EXERCISE OBJECTIVE:
Write out the entries, please, from the line containing "Target: green metal fence" through their final line, exactly and with nothing else.

THE INPUT:
--------------------
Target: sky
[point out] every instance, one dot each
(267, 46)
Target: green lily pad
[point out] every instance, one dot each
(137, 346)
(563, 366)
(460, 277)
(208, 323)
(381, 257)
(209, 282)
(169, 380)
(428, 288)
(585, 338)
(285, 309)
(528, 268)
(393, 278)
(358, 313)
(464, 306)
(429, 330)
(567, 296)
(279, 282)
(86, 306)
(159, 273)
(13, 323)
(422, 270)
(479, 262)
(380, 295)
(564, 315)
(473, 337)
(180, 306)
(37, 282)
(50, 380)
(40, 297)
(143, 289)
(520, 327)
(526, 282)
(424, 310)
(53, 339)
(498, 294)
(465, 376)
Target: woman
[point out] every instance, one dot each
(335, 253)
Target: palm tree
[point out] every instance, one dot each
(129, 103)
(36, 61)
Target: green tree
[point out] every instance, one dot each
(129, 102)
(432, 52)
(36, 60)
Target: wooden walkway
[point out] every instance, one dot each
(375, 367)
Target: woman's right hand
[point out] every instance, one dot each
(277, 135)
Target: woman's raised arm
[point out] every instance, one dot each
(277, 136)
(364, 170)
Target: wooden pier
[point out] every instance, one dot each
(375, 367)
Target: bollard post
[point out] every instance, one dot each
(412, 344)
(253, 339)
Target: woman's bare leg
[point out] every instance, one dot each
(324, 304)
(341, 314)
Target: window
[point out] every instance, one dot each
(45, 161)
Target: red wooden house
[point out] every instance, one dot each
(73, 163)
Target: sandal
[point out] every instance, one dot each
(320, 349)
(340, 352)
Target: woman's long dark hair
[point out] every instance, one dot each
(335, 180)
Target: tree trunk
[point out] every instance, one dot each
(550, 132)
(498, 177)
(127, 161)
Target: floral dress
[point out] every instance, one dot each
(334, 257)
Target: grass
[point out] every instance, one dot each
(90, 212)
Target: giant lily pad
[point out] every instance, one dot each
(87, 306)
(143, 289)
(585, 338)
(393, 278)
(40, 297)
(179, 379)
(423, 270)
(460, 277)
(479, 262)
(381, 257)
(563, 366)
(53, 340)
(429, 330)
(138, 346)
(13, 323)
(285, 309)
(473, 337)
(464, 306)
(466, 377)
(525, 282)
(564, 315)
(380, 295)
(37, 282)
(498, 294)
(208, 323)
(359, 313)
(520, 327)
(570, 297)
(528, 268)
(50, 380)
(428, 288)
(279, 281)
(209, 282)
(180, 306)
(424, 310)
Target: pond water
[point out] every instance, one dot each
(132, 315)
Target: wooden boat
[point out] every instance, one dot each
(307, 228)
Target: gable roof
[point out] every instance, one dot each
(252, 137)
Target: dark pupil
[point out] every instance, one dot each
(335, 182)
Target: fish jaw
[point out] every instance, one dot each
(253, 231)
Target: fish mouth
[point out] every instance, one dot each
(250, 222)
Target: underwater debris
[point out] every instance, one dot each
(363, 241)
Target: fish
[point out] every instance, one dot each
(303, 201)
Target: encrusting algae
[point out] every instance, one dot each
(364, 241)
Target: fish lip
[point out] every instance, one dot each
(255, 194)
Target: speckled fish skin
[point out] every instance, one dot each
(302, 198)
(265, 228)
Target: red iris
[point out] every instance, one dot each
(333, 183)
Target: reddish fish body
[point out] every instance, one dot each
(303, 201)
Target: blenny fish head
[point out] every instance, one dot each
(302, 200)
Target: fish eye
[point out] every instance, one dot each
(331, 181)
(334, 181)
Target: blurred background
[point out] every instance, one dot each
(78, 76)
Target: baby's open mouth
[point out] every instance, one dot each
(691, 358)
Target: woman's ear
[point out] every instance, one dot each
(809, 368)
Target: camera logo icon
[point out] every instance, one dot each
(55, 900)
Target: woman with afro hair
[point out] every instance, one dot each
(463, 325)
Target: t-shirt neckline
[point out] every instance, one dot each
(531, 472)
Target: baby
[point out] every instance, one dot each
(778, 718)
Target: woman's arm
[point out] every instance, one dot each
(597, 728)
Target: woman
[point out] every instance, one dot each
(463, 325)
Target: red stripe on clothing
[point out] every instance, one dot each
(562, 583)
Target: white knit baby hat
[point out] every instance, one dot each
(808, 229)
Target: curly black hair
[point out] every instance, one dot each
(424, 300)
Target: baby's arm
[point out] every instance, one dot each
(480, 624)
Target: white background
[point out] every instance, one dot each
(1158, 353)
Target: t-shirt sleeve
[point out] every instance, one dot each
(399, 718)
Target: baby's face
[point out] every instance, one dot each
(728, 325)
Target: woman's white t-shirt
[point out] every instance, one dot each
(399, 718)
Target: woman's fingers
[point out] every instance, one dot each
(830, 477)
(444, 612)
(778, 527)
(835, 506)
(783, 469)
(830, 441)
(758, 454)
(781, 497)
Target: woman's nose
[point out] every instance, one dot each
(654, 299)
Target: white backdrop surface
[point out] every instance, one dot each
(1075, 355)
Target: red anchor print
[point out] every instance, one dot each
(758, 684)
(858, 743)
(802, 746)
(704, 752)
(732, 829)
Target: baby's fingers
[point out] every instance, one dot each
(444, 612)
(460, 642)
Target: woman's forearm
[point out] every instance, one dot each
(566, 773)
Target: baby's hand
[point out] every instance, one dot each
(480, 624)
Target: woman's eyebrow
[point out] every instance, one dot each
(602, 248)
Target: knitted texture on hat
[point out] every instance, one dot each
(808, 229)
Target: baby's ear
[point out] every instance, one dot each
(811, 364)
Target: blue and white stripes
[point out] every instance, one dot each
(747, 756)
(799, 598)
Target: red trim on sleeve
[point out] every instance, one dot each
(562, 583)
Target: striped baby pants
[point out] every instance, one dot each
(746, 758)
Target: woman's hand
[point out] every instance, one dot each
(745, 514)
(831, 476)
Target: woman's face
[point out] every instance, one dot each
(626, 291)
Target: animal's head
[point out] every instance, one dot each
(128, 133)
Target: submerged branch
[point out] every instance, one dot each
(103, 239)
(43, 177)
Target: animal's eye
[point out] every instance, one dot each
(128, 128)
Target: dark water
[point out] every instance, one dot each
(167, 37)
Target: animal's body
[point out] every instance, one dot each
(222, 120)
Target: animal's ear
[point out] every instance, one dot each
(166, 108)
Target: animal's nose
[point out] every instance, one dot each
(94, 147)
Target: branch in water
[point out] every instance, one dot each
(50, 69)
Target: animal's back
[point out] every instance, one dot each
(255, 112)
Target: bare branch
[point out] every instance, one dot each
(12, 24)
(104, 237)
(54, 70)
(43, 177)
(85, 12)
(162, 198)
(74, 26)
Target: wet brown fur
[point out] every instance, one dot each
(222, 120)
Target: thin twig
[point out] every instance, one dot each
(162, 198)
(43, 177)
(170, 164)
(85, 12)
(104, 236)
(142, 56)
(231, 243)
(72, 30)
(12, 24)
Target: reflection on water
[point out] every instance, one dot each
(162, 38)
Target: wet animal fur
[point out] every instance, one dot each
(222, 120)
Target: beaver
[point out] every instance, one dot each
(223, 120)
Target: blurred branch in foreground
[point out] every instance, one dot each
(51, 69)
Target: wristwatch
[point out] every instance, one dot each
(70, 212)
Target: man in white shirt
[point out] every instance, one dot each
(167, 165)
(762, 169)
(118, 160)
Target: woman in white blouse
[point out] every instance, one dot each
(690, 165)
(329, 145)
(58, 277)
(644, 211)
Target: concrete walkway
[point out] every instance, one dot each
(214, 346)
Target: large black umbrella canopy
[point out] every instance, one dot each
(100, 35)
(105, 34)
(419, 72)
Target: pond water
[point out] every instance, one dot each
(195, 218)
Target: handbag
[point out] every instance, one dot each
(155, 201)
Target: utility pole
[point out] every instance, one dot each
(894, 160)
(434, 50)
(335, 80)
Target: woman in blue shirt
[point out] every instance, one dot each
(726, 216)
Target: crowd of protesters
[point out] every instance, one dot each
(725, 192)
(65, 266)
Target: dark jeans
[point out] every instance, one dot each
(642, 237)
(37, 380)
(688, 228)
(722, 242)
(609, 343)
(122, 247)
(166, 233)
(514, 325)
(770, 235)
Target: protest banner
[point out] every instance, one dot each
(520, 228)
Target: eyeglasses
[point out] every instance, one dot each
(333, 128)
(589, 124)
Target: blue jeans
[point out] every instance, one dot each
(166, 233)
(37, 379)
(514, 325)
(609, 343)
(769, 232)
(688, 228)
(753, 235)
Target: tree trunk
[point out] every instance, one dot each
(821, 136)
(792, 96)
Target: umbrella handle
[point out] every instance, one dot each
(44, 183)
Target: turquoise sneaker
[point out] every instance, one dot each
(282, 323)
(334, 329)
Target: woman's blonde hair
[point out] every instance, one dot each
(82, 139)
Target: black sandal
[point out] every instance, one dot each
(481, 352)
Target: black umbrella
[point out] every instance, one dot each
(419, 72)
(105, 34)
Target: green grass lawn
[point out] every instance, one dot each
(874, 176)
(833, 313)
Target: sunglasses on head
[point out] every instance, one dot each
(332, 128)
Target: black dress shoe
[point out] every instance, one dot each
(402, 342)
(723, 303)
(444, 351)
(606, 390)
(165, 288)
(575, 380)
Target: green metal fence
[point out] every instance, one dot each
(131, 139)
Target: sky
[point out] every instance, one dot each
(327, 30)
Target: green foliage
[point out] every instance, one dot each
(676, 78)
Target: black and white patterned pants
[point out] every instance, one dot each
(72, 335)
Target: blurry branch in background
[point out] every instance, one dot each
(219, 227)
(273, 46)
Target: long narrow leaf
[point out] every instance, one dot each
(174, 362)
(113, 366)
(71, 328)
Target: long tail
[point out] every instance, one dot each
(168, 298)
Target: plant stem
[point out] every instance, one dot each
--------------------
OUTPUT OF THE EXERCISE:
Target: green metal fence
[point out] every instance, one dot each
(131, 139)
Target: sky
[point out] every instance, one dot each
(327, 30)
Target: green foliage
[point out] every instance, one dot each
(676, 78)
Target: black and white patterned pants
[point out] every instance, one dot each
(72, 335)
Target: blurry branch in background
[point out] every instance, one dot each
(219, 227)
(273, 46)
Target: long narrow leaf
[point out] every instance, one dot each
(174, 362)
(113, 366)
(71, 328)
Target: long tail
[point out] every instance, one dot each
(168, 298)
Target: plant stem
[point out] every instance, one dot each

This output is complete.